OpenML: networked science in machine learning

**Contact:** Jan van Rijn

## Mythbusting Data Mining Urban Legends

Data mining researchers and practitioners often refer to many rules of thumb and urban legends such as: 'data preparation is more important than the modeling algorithm used' or 'non linear models typically perform better', however large scale experimental evidence is sometimes lacking. We will leverage OpenML, a repository with over 25000 data sets and close to 1.5 million experimental results to try and bust or prove some of these data mining urban myths.

** Requirements **

- Basics in Machine Learning
- Decent programming skills (any language)

** Literature **
A few useful things to know about machine learning
OpenML: networked science in machine learning

**Contact:** Jan van Rijn

## Algorithm Configuration in the cloud

** Introduction **
A recent trend is to migrate everything into a cloud (including services and computations). Since algorithm configuration is also a computational intensive task, algorithm configuration in the cloud would be a perfect fit for users who do not have a huge compute cluster. We already started to look into this topic and found that in particular algorithm configuration on running time (as a performance metric) can lead to different results on different hardware. The goal of this project is come up with protocol to run algorithm configuration in the cloud and on different hardwares.

** Requirements **

- Python programming skills
- [beneficial] Basics in cloud computing

**Contact:** Marius Lindauer

## BrainLinks-BrainTools: Practical Tuning of a Brain Signal Processing Pipeline

Decoding EEG data is a challenging task and has recently been approached with deep learning techniques. As a project within BrainLinks-BrainTools we want to optimize such a pipeline and improve upon the baseline using our tools. In this project you will use an EEG decoding pipeline using deep learning on motor imagery datasets. This project is a **group project** and can therefore only be taken by a group of students.

See also here.

** Requirements for subtasks **

- Knowledge of Python
- Knowledge of Deep Learning

**Contact:** Katharina Eggensperger, Ilya Loshchilov

### Structure Search

It is well known that the performance of deep learning is very sensitive to its hyperparameters, such as architecture and learning parameters. In this project you will explore the configuration space of different architectures using novel techniques in hyperparameter optimization.

▶ _Dataset_
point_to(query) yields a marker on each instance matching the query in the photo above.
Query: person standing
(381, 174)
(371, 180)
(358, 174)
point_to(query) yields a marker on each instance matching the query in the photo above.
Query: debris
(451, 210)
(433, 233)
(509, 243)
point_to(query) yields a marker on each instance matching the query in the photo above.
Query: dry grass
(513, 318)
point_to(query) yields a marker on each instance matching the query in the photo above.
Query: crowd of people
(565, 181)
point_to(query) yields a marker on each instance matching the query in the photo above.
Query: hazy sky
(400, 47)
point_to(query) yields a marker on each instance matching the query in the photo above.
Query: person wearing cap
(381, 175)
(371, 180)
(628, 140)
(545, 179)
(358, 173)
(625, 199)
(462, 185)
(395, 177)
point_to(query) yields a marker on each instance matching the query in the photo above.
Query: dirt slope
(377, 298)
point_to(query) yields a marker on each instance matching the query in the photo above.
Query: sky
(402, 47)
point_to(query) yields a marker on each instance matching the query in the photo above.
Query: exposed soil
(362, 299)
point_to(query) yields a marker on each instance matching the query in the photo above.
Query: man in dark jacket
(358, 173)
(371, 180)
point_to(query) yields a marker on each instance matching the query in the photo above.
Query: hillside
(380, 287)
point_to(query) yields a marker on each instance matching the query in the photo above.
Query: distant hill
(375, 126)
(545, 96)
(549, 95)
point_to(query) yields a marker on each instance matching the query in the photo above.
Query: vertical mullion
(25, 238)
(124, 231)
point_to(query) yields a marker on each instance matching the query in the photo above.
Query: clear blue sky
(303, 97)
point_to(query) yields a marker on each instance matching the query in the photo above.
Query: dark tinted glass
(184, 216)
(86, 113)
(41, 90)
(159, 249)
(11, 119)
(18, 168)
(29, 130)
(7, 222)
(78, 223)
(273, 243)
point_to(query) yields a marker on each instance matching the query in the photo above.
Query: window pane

▶ _Exercise description_
In the project listing, name every person given as a contact, listing each person only once. The records were taken from a different source than the text.

▶ _Written reply_
Jan van Rijn, Marius Lindauer, Katharina Eggensperger, Ilya Loshchilov